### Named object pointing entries
——————————

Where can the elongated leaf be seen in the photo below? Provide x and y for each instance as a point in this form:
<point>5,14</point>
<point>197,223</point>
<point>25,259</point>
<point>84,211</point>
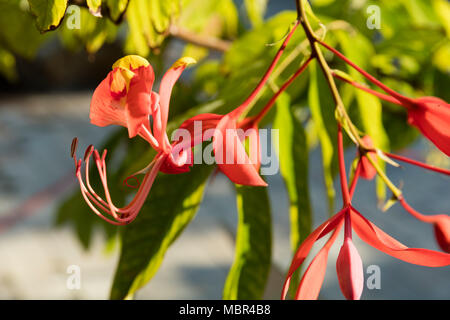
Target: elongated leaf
<point>250,270</point>
<point>359,50</point>
<point>322,109</point>
<point>255,11</point>
<point>172,204</point>
<point>49,13</point>
<point>293,159</point>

——————————

### Goal
Rewrite each line of the rows above as a Markdown table with the columns "No." and "Line," numbering the lines in order. Omit blank lines and leave the pictures out.

### Full output
| No. | Line |
|---|---|
| 1 | Where can the elongated leaf be seen in the photo below? Provide x and y for each instance as a point in this form: |
| 2 | <point>5,14</point> |
| 3 | <point>197,223</point> |
| 4 | <point>25,259</point> |
| 5 | <point>84,211</point> |
| 6 | Target: elongated leaf |
| 7 | <point>250,270</point> |
| 8 | <point>359,50</point> |
| 9 | <point>322,109</point> |
| 10 | <point>255,11</point> |
| 11 | <point>172,204</point> |
| 12 | <point>49,13</point> |
| 13 | <point>293,159</point> |